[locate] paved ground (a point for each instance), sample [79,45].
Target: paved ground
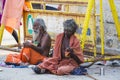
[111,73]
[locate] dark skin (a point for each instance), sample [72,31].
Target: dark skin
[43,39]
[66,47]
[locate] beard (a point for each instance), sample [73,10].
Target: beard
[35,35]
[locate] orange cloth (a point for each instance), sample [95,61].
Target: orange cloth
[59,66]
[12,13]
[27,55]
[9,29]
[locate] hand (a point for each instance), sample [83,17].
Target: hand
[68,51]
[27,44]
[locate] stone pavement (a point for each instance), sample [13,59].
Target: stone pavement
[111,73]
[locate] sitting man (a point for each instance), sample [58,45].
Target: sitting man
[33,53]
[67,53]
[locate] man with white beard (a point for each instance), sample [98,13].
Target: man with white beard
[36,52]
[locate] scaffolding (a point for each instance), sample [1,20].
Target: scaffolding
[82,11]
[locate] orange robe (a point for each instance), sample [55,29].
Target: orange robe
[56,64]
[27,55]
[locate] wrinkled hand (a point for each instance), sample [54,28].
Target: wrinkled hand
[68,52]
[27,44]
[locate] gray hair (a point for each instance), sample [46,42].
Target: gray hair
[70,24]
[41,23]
==
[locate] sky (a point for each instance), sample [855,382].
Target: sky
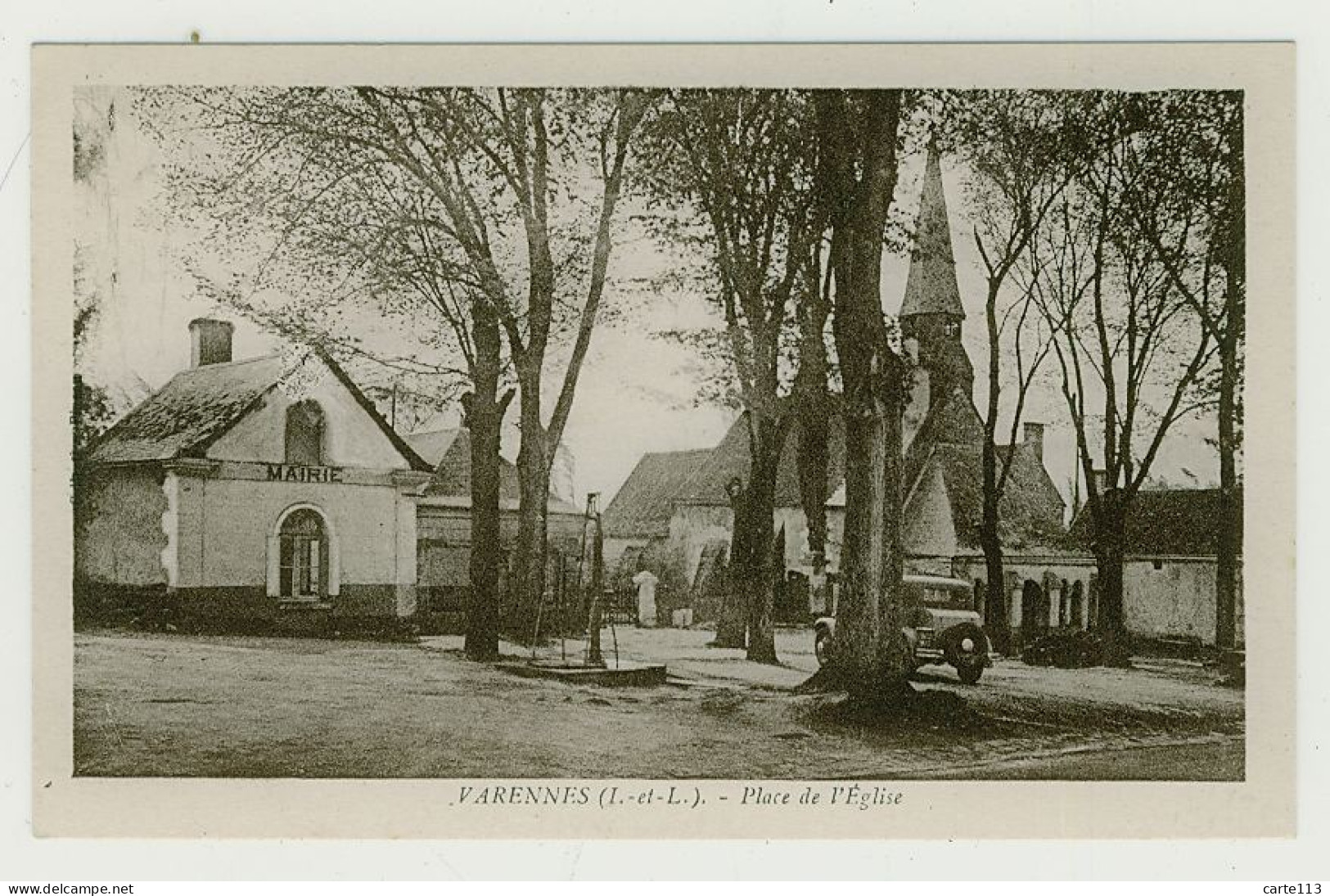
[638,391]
...
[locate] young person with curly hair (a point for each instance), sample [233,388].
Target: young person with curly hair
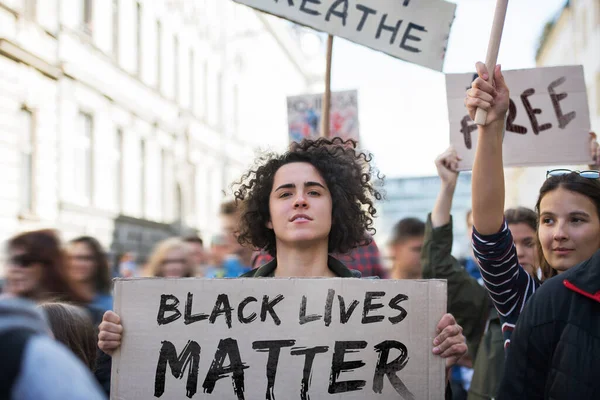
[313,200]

Aim of the exercise: Could you set down, exactly as written, the lines above between the one holding "Target: hand" and the one holding "[locate] man with", inclusive, and nothing more?

Answer to this problem:
Target: hand
[68,51]
[27,44]
[locate] stone pavement (a point for each instance), sample [13,59].
Target: stone pavement
[111,73]
[locate] sitting man (a point for each instance), sample [58,45].
Target: sitting man
[33,53]
[67,53]
[locate] man with white beard (a point for each instance), sample [98,13].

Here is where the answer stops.